=== DIRECTION 1 ===
Please put the lines of the listing into a numbered list, starting with the line with "Detect every instance of distant building." and going on through the line with "[122,45,167,68]", leaving out any blank lines.

=== SUPPLIED TEXT ===
'''

Waves play an extremely important role in the model simulation of storm surge inundation. The MIKE21 SW model is a next-generation spectral wave model established on unstructured meshes, applicable for engineering applications and predictive modeling of wave conditions in coastal and estuarine regions [45]. The SW module is formulated based on the wave action conservation equation, where the wave field is represented by wave action density $\mathrm{N}(\mathsf{\sigma },\mathsf{\theta })$, with relative wave frequency $\mathsf{\sigma }$ and wave direction $\mathsf{\theta }$ serving as independent variables in the governing equations. The relationship between the wave action density spectrum and wave energy spectral density $\mathrm{E}(\mathsf{\sigma },\mathsf{\theta })$ is expressed as follows:

$$N(\sigma ,\theta )={\displaystyle \frac{E(\sigma ,\theta )}{\sigma }}$$

(1)

'''

=== DIRECTION 2 ===
Render this sentence from the passage on wave modeling in Spanish: "Waves play an extremely important role in the model simulation of storm surge inundation."

=== STORED DATA ===
'''

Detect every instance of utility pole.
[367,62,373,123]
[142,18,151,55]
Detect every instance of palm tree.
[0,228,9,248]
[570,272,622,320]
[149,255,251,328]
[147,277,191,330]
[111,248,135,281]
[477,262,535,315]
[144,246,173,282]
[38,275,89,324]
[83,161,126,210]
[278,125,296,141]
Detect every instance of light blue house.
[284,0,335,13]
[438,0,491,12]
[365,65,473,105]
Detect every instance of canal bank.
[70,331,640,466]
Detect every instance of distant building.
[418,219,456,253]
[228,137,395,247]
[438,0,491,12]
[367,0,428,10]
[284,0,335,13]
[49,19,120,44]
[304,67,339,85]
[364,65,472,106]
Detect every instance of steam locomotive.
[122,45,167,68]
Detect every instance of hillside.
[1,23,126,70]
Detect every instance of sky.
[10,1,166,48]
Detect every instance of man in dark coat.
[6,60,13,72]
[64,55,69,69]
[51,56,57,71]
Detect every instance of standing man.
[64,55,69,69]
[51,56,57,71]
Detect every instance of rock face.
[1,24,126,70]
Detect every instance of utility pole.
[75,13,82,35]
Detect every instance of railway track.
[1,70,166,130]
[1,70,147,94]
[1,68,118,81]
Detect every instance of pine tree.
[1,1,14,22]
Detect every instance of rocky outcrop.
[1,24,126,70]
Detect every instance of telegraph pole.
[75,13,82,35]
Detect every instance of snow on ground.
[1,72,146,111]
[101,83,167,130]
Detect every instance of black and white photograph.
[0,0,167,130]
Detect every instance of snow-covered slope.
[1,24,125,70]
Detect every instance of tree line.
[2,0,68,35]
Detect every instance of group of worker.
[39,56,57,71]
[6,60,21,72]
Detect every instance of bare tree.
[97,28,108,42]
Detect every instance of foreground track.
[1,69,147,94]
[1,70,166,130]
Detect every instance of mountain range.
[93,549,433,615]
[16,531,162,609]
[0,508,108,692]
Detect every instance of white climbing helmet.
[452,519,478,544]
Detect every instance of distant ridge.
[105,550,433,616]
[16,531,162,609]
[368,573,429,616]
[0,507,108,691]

'''

=== CORRECT ANSWER 1 ===
1. Detect every instance of distant building.
2. [418,219,456,253]
3. [228,137,395,247]
4. [438,0,491,12]
5. [367,0,428,10]
6. [284,0,335,13]
7. [49,19,120,44]
8. [304,67,339,85]
9. [364,65,472,106]
10. Detect every instance of steam locomotive.
11. [122,45,167,68]

=== CORRECT ANSWER 2 ===
Las olas desempeñan un papel sumamente importante en la simulación mediante modelos de la inundación por marea de tormenta.